(Exercise goal) Copy out every record that follows, word for word.

+++ Data to use +++

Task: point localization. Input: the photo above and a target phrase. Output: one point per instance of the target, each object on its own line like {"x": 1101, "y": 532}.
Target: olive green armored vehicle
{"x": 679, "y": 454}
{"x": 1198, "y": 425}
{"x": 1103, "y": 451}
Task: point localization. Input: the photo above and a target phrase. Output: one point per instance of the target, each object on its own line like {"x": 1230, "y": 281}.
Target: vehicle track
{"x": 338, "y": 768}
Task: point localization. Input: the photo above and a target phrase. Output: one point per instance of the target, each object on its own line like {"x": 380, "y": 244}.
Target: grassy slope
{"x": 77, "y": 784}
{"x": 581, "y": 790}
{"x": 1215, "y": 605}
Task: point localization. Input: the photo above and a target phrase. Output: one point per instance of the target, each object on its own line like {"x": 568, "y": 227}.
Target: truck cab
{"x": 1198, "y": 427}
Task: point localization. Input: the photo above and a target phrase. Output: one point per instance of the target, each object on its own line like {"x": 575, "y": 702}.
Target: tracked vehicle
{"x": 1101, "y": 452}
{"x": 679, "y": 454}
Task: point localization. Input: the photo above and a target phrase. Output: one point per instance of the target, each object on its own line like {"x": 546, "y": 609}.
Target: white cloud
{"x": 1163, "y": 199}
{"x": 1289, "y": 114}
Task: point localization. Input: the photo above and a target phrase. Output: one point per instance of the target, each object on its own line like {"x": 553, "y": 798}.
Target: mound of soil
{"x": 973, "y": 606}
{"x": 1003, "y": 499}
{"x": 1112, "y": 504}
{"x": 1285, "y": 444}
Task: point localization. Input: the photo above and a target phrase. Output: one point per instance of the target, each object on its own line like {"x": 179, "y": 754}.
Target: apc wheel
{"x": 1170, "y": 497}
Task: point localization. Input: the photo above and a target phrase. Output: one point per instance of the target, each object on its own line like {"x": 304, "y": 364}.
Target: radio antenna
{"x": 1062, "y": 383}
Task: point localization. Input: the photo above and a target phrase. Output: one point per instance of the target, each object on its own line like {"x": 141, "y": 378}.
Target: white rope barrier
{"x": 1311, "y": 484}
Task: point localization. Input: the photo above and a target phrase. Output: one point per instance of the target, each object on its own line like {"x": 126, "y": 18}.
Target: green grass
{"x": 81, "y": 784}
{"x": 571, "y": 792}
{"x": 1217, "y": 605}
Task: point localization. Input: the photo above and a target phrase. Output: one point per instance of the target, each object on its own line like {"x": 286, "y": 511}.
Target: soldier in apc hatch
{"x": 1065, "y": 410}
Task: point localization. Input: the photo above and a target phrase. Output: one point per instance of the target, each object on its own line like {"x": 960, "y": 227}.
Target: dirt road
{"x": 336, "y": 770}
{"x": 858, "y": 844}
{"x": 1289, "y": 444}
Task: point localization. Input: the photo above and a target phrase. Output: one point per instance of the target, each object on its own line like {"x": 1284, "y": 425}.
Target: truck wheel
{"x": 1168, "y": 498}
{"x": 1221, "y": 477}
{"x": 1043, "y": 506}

+++

(Exercise response)
Task: point localization. Input: the photo above and a target phrase. Output: one point per instance of the target, each object on its own line like {"x": 1101, "y": 532}.
Target: olive green armored vehicle
{"x": 679, "y": 454}
{"x": 1198, "y": 425}
{"x": 1103, "y": 451}
Task: point localization. Input: the photo above and a target phrase. Output: one point per instance of the target, each object on its own line like {"x": 1230, "y": 281}.
Target: vehicle track
{"x": 338, "y": 768}
Task: point localization. Input: the photo above and a target phrase. Output: one point per instance of the target, each object on its own line like {"x": 380, "y": 244}.
Target: grassy slope
{"x": 77, "y": 784}
{"x": 581, "y": 790}
{"x": 1215, "y": 605}
Task: point localization. Input: the photo above and a target phrase. Output: one point per instance of the target, each object on its own line like {"x": 568, "y": 227}.
Target: truck cab
{"x": 1198, "y": 427}
Task: point localization. Input: the photo above and a target phrase. Output: one point per instance of the target, each object on its own line like {"x": 575, "y": 702}.
Target: tracked vehicle
{"x": 1101, "y": 452}
{"x": 679, "y": 454}
Task: point localization. Input: the photo above and a target phrase. Output: one point per instance of the target, each object on its own line like {"x": 546, "y": 609}.
Target: white cloud
{"x": 1163, "y": 199}
{"x": 1289, "y": 114}
Task: point localization. Input: the photo above and a target phrase. Output: one point per instance of the target, each object on its own line like {"x": 553, "y": 798}.
Target: mound of soil
{"x": 973, "y": 606}
{"x": 1003, "y": 499}
{"x": 1112, "y": 504}
{"x": 1285, "y": 444}
Task: point localization. Input: the photo above and a target phrase. Output: one point per instance of the target, each object on its own line like {"x": 179, "y": 754}.
Target: apc wheel
{"x": 1170, "y": 497}
Task: point localization. Input: the photo above and a target phrase. Output: one point per instance of the target, each object on its own line like {"x": 304, "y": 364}.
Target: radio antenna
{"x": 1062, "y": 383}
Task: point localization. Input: the photo above and a target phrase. Output: one point per instance of the target, each object on its own line like {"x": 141, "y": 378}.
Target: white rope barrier
{"x": 1311, "y": 484}
Task: point localization. Input: the photo above and a target phrase. Output: one point per instance of the target, each object on its own line like {"x": 126, "y": 18}.
Target: green grass
{"x": 81, "y": 784}
{"x": 571, "y": 792}
{"x": 1217, "y": 605}
Task: point localization. Input: the photo above and a target phrase. Output: one point per instance of the target, each object on its own line like {"x": 286, "y": 511}.
Target: soldier in apc hatch
{"x": 1065, "y": 410}
Task: point localization. Input: the photo above and a target phrase. Output: one point per instance of the target, each object on its own line like {"x": 960, "y": 227}.
Target: dirt road
{"x": 336, "y": 770}
{"x": 858, "y": 844}
{"x": 1289, "y": 444}
Task: point localization. Input: the photo above and a target phrase. Output: one point per instance of the target, each object on its own line like {"x": 1284, "y": 425}.
Target: truck wheel
{"x": 1168, "y": 498}
{"x": 1221, "y": 477}
{"x": 1043, "y": 506}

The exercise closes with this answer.